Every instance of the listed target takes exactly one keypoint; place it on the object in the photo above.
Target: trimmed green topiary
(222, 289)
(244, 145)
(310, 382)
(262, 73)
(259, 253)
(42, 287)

**Task objective**
Copy all the entries verbatim.

**Answer to the exercise**
Every instance of the listed target takes exactly one keypoint; place it on the object in the photo above.
Target: trimmed green topiary
(222, 289)
(244, 145)
(310, 382)
(262, 73)
(259, 253)
(42, 287)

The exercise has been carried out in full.